Return exactly the lines that run from the one containing "Practice step: locate the person" to the end of the entries, with both ends included.

※

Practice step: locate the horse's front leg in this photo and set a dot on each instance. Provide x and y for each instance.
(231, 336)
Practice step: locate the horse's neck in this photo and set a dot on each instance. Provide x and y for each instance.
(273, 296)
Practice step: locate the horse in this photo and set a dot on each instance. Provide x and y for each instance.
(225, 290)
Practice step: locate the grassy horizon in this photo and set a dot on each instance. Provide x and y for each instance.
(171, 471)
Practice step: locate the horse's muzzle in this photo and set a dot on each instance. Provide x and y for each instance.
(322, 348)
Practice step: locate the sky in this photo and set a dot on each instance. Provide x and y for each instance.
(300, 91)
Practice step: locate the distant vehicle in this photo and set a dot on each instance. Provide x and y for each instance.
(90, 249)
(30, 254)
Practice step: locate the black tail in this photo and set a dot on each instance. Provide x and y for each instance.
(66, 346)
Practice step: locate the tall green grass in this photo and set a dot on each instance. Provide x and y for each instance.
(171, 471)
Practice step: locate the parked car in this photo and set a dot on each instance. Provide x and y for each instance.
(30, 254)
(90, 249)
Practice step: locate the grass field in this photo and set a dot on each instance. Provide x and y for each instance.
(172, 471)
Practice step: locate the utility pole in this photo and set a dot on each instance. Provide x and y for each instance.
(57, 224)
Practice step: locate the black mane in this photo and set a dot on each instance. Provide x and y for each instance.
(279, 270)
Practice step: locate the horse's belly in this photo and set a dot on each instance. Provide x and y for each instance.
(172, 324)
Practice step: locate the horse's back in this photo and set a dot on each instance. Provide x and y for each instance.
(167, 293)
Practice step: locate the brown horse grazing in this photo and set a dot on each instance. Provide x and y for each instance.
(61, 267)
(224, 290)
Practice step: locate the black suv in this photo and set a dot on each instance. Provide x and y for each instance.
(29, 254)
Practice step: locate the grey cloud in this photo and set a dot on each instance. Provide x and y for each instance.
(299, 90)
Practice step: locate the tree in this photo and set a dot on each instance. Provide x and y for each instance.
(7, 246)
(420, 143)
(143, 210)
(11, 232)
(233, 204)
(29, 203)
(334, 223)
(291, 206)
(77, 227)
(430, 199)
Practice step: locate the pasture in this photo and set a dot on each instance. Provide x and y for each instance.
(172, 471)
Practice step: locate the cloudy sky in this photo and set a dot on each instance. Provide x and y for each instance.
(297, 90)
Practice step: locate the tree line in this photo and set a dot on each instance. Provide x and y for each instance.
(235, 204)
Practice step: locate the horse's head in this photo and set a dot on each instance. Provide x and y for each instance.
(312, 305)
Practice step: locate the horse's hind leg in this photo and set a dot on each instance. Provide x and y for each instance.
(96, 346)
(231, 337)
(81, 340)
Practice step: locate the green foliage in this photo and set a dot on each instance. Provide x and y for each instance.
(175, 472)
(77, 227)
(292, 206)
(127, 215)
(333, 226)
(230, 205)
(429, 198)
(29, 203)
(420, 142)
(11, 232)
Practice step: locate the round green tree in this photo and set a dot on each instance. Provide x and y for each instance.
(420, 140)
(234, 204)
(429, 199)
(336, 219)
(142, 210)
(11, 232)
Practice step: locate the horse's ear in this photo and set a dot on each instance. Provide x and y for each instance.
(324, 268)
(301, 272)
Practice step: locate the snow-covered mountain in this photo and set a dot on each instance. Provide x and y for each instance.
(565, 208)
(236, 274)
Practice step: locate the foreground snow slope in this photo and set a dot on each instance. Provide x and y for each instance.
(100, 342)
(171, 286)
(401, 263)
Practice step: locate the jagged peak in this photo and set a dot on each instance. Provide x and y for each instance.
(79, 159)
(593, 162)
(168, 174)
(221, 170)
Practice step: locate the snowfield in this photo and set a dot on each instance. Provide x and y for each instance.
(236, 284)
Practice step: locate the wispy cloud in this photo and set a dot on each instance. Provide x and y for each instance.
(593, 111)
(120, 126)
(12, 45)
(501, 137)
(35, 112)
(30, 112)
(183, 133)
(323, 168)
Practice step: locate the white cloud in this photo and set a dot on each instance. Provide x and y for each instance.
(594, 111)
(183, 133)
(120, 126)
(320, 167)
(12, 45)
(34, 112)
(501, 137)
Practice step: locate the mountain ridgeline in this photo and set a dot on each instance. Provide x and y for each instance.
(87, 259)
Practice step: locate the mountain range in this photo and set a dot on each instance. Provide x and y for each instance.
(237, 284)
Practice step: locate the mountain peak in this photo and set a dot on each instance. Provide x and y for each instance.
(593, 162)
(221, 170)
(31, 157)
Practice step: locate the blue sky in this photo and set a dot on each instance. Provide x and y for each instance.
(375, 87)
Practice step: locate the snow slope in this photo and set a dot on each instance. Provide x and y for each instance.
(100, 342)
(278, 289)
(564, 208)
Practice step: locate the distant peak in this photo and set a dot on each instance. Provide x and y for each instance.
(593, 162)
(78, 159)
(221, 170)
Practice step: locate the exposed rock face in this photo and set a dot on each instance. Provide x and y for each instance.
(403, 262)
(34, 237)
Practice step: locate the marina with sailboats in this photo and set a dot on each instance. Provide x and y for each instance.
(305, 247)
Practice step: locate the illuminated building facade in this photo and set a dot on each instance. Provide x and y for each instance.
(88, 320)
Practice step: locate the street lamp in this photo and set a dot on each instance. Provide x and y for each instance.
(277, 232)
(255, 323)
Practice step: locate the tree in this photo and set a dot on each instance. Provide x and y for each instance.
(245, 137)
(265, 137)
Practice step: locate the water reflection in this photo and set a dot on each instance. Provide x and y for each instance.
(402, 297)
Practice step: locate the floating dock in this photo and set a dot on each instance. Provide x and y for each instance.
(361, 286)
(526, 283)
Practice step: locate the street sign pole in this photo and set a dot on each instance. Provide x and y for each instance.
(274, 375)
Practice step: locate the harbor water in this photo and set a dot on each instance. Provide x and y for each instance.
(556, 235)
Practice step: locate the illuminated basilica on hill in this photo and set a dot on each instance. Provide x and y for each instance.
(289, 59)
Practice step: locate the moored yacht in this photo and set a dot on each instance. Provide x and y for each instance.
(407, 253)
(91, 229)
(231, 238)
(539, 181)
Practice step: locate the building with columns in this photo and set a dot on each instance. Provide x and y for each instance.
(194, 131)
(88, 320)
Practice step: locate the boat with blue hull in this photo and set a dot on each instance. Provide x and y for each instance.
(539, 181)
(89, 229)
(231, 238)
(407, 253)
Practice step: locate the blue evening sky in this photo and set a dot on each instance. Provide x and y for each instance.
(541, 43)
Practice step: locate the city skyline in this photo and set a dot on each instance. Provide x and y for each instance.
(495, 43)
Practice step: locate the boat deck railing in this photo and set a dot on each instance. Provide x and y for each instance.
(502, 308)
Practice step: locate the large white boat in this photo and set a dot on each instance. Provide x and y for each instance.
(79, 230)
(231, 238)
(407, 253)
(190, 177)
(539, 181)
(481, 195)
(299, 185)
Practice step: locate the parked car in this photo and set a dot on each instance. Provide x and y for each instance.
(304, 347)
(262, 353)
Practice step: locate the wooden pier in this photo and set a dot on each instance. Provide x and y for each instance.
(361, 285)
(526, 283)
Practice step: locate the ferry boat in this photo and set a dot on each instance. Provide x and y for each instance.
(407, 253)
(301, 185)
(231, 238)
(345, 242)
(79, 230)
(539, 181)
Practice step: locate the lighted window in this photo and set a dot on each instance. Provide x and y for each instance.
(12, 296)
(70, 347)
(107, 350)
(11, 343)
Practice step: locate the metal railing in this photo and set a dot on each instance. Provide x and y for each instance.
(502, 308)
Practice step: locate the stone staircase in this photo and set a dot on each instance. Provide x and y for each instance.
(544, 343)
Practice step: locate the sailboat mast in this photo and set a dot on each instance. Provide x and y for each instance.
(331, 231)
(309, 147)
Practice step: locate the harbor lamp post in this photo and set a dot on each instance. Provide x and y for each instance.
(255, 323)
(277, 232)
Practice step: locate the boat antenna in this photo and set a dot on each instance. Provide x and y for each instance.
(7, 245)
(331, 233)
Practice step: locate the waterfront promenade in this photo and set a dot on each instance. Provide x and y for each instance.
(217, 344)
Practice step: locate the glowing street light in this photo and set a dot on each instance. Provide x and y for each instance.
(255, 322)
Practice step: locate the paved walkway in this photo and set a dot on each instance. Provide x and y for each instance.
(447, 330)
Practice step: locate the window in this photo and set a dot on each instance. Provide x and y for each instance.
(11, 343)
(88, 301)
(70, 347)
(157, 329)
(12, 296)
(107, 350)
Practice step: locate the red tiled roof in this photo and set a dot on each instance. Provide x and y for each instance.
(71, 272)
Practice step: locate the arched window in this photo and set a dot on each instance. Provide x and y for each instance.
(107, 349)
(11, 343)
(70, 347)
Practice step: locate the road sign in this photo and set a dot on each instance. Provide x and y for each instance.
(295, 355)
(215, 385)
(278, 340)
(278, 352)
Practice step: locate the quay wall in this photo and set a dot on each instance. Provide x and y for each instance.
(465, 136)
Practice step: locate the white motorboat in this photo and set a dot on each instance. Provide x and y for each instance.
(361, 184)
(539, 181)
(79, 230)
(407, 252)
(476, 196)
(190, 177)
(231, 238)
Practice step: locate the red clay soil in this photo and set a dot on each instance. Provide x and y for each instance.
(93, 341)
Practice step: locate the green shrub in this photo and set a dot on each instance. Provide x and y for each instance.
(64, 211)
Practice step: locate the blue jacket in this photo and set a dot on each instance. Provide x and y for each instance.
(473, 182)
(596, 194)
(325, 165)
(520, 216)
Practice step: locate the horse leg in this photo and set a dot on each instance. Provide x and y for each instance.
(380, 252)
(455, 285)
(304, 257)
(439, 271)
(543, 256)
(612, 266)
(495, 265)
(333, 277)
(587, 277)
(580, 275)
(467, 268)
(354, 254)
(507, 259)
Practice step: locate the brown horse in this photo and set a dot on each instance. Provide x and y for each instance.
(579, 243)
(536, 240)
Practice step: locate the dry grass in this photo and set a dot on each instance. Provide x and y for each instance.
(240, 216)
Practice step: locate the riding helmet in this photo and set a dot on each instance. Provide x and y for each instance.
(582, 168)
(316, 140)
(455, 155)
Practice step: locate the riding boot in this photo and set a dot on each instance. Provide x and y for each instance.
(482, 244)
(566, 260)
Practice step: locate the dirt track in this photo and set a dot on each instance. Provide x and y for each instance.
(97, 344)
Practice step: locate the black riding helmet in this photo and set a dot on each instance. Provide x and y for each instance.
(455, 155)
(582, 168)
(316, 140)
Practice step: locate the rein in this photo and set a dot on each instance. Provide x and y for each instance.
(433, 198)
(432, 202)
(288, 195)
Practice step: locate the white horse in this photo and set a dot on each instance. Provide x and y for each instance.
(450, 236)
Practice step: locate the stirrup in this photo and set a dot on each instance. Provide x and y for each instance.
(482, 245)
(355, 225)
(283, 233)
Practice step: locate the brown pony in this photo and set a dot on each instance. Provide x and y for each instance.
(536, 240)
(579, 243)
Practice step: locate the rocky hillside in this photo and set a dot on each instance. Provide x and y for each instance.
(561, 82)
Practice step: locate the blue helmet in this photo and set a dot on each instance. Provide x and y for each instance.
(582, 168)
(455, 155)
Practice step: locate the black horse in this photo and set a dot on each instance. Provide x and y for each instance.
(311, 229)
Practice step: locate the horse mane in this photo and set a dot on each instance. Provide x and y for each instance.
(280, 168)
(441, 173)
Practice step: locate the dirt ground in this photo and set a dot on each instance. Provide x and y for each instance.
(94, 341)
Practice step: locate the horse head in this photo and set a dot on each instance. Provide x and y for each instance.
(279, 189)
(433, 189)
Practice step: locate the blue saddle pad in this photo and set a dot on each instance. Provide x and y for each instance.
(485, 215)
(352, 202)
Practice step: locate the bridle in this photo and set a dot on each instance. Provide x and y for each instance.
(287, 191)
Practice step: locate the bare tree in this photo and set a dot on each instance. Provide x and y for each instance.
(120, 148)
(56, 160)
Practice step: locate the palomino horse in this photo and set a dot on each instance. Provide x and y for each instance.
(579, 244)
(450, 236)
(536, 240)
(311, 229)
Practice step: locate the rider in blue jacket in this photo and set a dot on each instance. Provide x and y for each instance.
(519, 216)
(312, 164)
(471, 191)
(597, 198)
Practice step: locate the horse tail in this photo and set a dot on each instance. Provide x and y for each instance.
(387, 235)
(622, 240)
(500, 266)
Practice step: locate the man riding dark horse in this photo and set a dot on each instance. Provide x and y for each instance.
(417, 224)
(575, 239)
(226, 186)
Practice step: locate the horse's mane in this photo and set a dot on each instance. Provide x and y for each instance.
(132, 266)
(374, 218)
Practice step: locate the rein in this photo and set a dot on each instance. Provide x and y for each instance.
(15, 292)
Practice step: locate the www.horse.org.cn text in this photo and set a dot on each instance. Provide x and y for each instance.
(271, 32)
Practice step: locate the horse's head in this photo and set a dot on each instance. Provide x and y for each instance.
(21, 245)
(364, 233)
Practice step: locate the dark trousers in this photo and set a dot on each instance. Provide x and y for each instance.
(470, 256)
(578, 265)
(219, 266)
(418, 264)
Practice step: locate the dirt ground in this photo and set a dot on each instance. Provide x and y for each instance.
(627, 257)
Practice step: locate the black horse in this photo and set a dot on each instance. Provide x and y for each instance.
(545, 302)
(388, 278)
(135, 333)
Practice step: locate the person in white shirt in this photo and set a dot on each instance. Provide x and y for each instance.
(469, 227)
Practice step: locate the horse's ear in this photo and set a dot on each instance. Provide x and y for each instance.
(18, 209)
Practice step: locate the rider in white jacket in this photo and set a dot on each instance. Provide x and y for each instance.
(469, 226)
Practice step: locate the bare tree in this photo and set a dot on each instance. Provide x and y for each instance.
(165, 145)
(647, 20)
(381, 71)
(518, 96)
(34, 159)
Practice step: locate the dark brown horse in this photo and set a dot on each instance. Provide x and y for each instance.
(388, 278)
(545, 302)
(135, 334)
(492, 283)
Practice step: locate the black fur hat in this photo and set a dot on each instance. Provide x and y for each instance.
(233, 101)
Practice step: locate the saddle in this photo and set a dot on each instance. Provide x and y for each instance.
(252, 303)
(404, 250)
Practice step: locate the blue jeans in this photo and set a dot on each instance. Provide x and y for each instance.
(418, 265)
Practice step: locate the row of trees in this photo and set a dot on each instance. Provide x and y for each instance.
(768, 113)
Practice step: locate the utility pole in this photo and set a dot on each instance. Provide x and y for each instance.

※

* **Response to this task**:
Practice step: locate the person in white shirt in this photo and set a dot on each instance. Provide x and y for each instance.
(469, 227)
Practice step: locate the horse's ear in this photo and set a dot on each instance. Provide x and y for each instance.
(18, 209)
Practice step: locate the rider in white jacket in this photo and set a dot on each instance. Provide x and y for each instance.
(469, 226)
Practice step: locate the bare tree in this photo and set a dot on each instance. Provide x and y for each instance.
(165, 145)
(647, 20)
(381, 71)
(518, 96)
(34, 159)
Practice step: locate the dark brown horse in this photo and set a dot on each instance. Provide x and y for each instance.
(388, 278)
(545, 302)
(135, 334)
(492, 283)
Practice step: locate the black fur hat in this photo and set a dot on each instance. Provide x and y for each instance.
(233, 101)
Practice step: locate the saddle in this photo and set a dot on each instance. Provide x and y for each instance.
(252, 303)
(404, 250)
Practice step: locate the blue jeans in this photo and set a dot on each instance. Provide x and y for each instance.
(418, 265)
Practice step: locate the row of trees in this photo and set a dot on each instance. Provide x and y for each instance.
(768, 113)
Practice step: locate the utility pole in this photo and set a dot on each instance. Provide x and y for each instance.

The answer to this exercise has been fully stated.